What this exercise asks:
(A) Print the stretch of the makeup style article from "Look - I was" through "they pay good.".
(B) The makeup style article gives a rule of thumb for leaving the house ready for three things. List those three things.
(C) Pick up the makeup style article after its last sentence and keep writing it.

Page extract:
How to Create Your Authentic Makeup Style

How do you want to look?

Might seem like a vain question, but the first judgments others make about us are based on our outsides. Fair or not, it’s the way it is, and why we are worthy of always presenting our best selves.

I’ve spoken with women who think they’re “only” going to the grocery store or to school pick-up, or the “only” people they’ll see that day are their spouses/kids. But why don’t they deserve to see you pulled-together? Aren’t these the most important people in your life? And why don’t YOU deserve to love what you see in the mirror every day?

Look - I was raised by a Southern mother who insisted I “put on a little lipstick” every time I left the house. This is not that. And this is certainly not a guilt trip if you don’t see the value in putting on makeup every day, or if you’re in a season where fitting in a shower is a luxury. We’ve all been there. Simply put, and in the words of NFL star Dion Sanders,

Look good, feel good.

Feel good, play good.

Play good, they pay good.

My rule of thumb is to leave the house ready to a) take a selfie I’ll be proud of in case I bump into my favorite band, Hanson; b) be fierce and confident enough to run into a mean girl; and c) have my next client trust my makeup enough to want me to teach her how to do her own.

Given information:

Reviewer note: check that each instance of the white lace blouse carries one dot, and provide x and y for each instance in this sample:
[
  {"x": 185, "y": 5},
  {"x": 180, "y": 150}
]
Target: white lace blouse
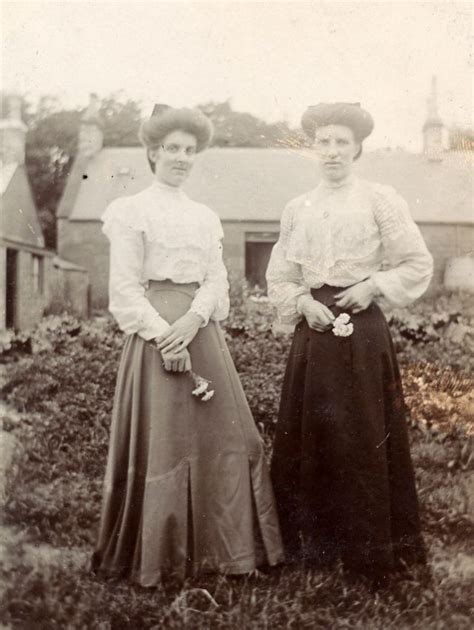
[
  {"x": 161, "y": 234},
  {"x": 342, "y": 234}
]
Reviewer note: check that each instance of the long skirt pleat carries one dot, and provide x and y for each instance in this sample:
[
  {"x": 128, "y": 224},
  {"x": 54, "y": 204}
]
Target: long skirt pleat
[
  {"x": 341, "y": 467},
  {"x": 186, "y": 486}
]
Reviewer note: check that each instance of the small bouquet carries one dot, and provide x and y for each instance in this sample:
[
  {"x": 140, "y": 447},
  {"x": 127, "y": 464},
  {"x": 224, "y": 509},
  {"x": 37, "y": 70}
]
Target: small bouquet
[
  {"x": 201, "y": 387},
  {"x": 342, "y": 325}
]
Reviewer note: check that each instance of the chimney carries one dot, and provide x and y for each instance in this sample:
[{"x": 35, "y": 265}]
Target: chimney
[
  {"x": 91, "y": 136},
  {"x": 433, "y": 127},
  {"x": 12, "y": 132}
]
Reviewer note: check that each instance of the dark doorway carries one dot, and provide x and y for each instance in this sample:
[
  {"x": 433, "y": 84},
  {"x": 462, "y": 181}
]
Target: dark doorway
[
  {"x": 257, "y": 255},
  {"x": 11, "y": 288}
]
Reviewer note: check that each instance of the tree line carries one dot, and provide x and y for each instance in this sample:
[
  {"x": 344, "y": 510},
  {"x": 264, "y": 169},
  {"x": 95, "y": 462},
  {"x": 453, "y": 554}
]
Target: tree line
[{"x": 51, "y": 141}]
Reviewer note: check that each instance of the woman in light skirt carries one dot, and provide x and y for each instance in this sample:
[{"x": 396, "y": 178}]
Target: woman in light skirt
[
  {"x": 341, "y": 468},
  {"x": 186, "y": 487}
]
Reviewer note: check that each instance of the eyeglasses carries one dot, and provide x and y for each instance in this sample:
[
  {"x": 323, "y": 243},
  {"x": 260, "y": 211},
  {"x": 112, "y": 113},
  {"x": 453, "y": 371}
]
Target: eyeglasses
[{"x": 176, "y": 148}]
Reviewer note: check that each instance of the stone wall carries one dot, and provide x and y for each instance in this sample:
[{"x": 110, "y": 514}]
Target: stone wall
[{"x": 83, "y": 243}]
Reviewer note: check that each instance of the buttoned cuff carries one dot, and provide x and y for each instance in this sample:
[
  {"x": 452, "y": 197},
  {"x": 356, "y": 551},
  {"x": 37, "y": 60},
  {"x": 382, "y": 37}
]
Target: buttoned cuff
[{"x": 303, "y": 301}]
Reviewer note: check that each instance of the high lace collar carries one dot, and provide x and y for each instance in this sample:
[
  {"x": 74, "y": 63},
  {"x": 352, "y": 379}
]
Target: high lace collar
[
  {"x": 161, "y": 187},
  {"x": 344, "y": 183}
]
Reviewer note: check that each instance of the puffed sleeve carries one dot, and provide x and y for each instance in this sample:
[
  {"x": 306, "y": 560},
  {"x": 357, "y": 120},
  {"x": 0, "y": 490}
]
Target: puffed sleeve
[
  {"x": 127, "y": 301},
  {"x": 286, "y": 290},
  {"x": 211, "y": 300},
  {"x": 411, "y": 264}
]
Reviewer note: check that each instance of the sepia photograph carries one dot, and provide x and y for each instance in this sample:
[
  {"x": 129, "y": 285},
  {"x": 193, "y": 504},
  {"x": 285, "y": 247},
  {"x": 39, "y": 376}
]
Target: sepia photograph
[{"x": 236, "y": 315}]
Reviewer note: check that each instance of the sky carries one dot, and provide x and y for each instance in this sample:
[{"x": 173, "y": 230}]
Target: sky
[{"x": 270, "y": 58}]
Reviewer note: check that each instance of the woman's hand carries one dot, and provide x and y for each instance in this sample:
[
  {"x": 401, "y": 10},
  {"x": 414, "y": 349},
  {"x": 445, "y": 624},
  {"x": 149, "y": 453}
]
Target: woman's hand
[
  {"x": 180, "y": 334},
  {"x": 358, "y": 297},
  {"x": 318, "y": 316},
  {"x": 176, "y": 361}
]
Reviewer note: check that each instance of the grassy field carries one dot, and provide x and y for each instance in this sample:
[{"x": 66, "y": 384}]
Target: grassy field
[{"x": 63, "y": 390}]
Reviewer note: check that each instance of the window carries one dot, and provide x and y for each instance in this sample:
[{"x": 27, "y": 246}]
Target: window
[
  {"x": 38, "y": 274},
  {"x": 258, "y": 247}
]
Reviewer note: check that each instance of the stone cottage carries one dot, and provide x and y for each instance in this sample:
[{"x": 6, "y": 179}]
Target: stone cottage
[
  {"x": 32, "y": 278},
  {"x": 248, "y": 188},
  {"x": 24, "y": 261}
]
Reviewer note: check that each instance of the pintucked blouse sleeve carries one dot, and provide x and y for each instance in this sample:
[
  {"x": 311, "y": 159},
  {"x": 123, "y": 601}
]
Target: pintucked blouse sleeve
[
  {"x": 411, "y": 264},
  {"x": 127, "y": 301},
  {"x": 211, "y": 300},
  {"x": 286, "y": 290}
]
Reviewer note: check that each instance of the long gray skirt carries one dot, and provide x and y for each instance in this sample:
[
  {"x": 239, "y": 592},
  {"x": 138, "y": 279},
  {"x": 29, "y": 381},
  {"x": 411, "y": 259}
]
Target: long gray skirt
[{"x": 186, "y": 486}]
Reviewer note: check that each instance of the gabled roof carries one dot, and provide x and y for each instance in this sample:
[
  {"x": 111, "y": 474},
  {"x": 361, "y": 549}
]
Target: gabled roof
[
  {"x": 18, "y": 216},
  {"x": 254, "y": 184}
]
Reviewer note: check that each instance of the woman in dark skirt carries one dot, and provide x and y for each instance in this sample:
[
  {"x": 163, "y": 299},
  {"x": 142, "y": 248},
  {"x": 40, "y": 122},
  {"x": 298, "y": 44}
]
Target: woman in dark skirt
[
  {"x": 186, "y": 487},
  {"x": 341, "y": 469}
]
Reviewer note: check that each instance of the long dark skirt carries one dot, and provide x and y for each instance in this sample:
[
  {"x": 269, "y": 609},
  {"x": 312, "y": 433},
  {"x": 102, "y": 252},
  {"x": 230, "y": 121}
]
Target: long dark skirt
[
  {"x": 341, "y": 469},
  {"x": 186, "y": 487}
]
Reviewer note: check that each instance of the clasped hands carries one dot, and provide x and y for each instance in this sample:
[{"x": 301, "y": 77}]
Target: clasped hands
[
  {"x": 356, "y": 299},
  {"x": 173, "y": 344}
]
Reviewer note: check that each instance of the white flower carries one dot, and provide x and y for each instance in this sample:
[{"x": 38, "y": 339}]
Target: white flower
[
  {"x": 200, "y": 389},
  {"x": 343, "y": 318},
  {"x": 208, "y": 395},
  {"x": 342, "y": 326}
]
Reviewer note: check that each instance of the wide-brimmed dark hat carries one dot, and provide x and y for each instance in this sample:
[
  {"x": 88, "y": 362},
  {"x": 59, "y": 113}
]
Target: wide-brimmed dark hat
[
  {"x": 349, "y": 114},
  {"x": 165, "y": 119}
]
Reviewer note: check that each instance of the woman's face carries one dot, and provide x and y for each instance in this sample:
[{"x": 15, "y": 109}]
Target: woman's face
[
  {"x": 174, "y": 158},
  {"x": 336, "y": 148}
]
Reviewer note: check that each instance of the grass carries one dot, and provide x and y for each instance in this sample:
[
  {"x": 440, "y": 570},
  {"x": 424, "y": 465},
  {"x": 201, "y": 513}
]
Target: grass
[{"x": 65, "y": 391}]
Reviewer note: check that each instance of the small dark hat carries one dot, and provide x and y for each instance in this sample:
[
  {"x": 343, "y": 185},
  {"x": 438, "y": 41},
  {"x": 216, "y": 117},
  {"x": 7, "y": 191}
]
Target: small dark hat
[
  {"x": 349, "y": 114},
  {"x": 165, "y": 119}
]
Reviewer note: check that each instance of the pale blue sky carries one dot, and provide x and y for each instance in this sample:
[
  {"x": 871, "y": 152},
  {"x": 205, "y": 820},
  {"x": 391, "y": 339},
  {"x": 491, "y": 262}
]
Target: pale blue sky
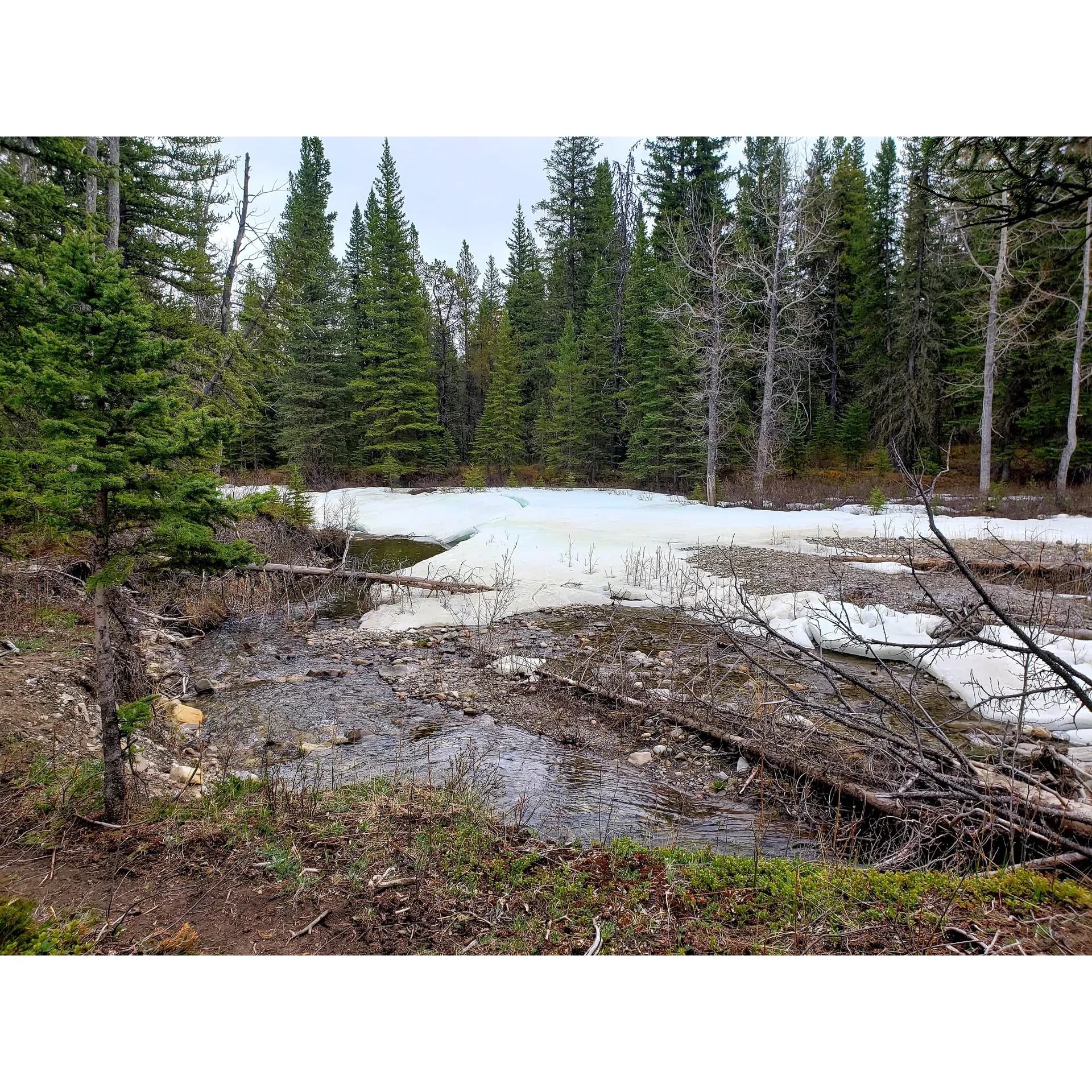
[{"x": 456, "y": 187}]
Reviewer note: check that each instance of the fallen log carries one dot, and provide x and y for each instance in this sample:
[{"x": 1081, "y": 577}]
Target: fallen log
[
  {"x": 378, "y": 578},
  {"x": 986, "y": 567},
  {"x": 1069, "y": 815},
  {"x": 746, "y": 746}
]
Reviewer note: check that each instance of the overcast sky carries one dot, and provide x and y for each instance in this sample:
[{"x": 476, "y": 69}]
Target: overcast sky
[{"x": 456, "y": 188}]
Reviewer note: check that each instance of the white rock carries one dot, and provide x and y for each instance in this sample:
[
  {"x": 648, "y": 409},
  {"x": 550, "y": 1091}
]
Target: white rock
[
  {"x": 517, "y": 665},
  {"x": 185, "y": 774}
]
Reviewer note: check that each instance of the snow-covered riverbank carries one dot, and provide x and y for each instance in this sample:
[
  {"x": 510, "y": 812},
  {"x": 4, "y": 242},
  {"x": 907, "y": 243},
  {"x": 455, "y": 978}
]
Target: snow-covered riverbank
[{"x": 561, "y": 547}]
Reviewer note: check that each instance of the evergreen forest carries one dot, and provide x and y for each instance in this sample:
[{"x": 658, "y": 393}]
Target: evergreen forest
[{"x": 710, "y": 308}]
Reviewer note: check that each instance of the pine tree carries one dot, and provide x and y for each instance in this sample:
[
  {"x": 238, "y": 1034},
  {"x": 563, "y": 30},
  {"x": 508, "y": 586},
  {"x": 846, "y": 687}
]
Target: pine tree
[
  {"x": 685, "y": 176},
  {"x": 568, "y": 228},
  {"x": 118, "y": 453},
  {"x": 312, "y": 399},
  {"x": 499, "y": 438},
  {"x": 905, "y": 398},
  {"x": 847, "y": 257},
  {"x": 600, "y": 379},
  {"x": 399, "y": 408},
  {"x": 660, "y": 382},
  {"x": 874, "y": 316},
  {"x": 526, "y": 305},
  {"x": 565, "y": 432}
]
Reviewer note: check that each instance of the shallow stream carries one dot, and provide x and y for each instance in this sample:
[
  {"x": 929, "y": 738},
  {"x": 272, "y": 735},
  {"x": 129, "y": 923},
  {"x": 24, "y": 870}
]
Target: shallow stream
[{"x": 561, "y": 792}]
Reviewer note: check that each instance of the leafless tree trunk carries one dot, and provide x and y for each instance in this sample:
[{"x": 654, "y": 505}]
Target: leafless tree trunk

Responses to the exercise:
(A)
Look - I was raised by a Southern mother who insisted I “put on a little lipstick” every time I left the house. This is not that. And this is certainly not a guilt trip if you don’t see the value in putting on makeup every day, or if you’re in a season where fitting in a shower is a luxury. We’ve all been there. Simply put, and in the words of NFL star Dion Sanders,

Look good, feel good.

Feel good, play good.

Play good, they pay good.

(B)
1. Taking a selfie worth being proud of, in case of bumping into the band Hanson
2. Being fierce and confident enough to run into a mean girl
3. Having the next client trust the makeup enough to want to be taught how to do her own

(C)
It’s not about putting pressure on ourselves to look a certain way, but feeling good so we can take on our day.

Now, my “best” self is a full smokey eye, with glitter, contour, faux lashes, and a nude, glossy lip. This is neither appropriate nor feasible for every day, but this is the look and feel from where my daily inspiration grew. Once you find your unique, favorite makeup look, you can take the elements of how it makes you FEEL and incorporate them into a more succinct routine. Because the end goal is always to FEEL good/confident/powerful/etc.

Here are three ways to start curating your own makeup style:

Search Your Stash

Sometimes what we think we like and what we actually like are two very different things. Take a look at you makeup and notice what you use the most. Eye shadow palettes are a great place to start - only use three of the 12 colors in the palette? How about your most-loved lipstick? Blush?

Now decide if you continue to gravitate to these items out of necessity and playing it safe, because they’re what you know, or if you really, truly love them. If the latter, you’re off to a good start. If the former, find the items that tickle your fancy and ask yourself why you don’t indulge every day?

For me, I adore a good contour. I don’t do it every day because it’s overkill and time-consuming, but I love the way it lifts my cheeks and slims my nose. So, I contour my nose most every day and apply my bronzer in a diagonal shape to give a very subtle contour.

Once you find your favorites, keep them off to the side or in a little bag. Either let go of the rest or, if you’re like me and hate waste, use the other items on more low-key days until they’re gone.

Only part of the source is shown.